#### Material provided
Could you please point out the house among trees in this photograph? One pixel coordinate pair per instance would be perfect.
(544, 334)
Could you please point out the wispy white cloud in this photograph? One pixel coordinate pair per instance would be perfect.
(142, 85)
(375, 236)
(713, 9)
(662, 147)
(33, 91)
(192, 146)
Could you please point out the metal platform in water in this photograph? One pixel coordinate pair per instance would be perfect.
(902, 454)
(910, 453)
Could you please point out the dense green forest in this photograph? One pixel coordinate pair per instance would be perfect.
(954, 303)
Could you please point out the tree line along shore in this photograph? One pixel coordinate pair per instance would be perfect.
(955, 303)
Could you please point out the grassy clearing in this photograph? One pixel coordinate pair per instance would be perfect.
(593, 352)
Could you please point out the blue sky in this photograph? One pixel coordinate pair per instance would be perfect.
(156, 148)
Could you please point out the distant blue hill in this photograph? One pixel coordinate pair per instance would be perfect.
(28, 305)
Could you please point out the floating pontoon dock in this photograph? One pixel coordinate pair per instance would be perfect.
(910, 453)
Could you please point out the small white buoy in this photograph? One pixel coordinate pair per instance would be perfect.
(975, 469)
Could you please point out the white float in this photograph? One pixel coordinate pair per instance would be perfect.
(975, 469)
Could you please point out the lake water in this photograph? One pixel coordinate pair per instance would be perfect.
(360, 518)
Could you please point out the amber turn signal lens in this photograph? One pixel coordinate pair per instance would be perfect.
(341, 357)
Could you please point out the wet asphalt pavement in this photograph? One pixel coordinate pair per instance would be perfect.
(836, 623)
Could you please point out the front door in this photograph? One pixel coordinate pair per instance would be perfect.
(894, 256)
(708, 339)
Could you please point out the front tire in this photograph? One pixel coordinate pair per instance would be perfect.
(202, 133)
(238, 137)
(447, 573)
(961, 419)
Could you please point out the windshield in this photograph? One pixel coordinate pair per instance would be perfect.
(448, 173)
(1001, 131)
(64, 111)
########
§ **Directive**
Please repeat all the records above exactly as they appear.

§ **Solution for this problem**
Could you please point out the house among trees in this photograph? One pixel coordinate pair per instance would be perfect.
(544, 334)
Could you please point out the wispy white cloud in this photograph? One pixel coordinate pair per instance would be perfect.
(142, 85)
(375, 236)
(713, 9)
(662, 147)
(33, 91)
(192, 146)
Could you please point out the metal platform in water in this photograph? One pixel coordinate pair per instance would be perfect.
(902, 454)
(910, 453)
Could you please point out the dense green forest in this photograph? One pixel coordinate pair per instance would be perfect.
(954, 303)
Could you please point out the tree line along shore in this photograph? One pixel coordinate pair per instance would be perfect.
(955, 303)
Could you please point out the grassy clearing in this photograph? One pixel coordinate pair per instance would be perfect.
(593, 352)
Could you please point out the blue sky in this photograph? One pixel coordinate pair per instance would be perfect.
(156, 148)
Could you please point out the distant blue hill in this photograph? One pixel coordinate pair per instance would be perfect.
(28, 305)
Could you please point out the floating pontoon dock in this photograph? One pixel coordinate pair per instance would be perfect.
(910, 453)
Could you please point out the small white buoy in this photograph? One pixel coordinate pair per instance would be perfect.
(975, 469)
Could you please point out the white float in this photograph? One pixel coordinate pair per instance would be perfect.
(975, 469)
Could you please point out the lake water in this photograph? One pixel coordinate pair per instance would be perfect.
(360, 518)
Could you please point out the amber turn signal lens in this photograph? One pixel coordinate pair per instance would be perfect.
(341, 357)
Could you please point out the wet asphalt pavement in this photograph? One pixel coordinate pair per instance would be perfect.
(836, 623)
Could you please point out the front door in this photograph? One pixel coordinate pair per instance would be perfect.
(894, 256)
(708, 339)
Could you please point out the front tire in this photograph? One pixel coordinate pair per instance would be perfect.
(202, 133)
(238, 137)
(447, 573)
(961, 419)
Could you please point out the windshield in this photograph? One pixel coordinate pair per instance would be perfect.
(448, 173)
(1001, 131)
(64, 111)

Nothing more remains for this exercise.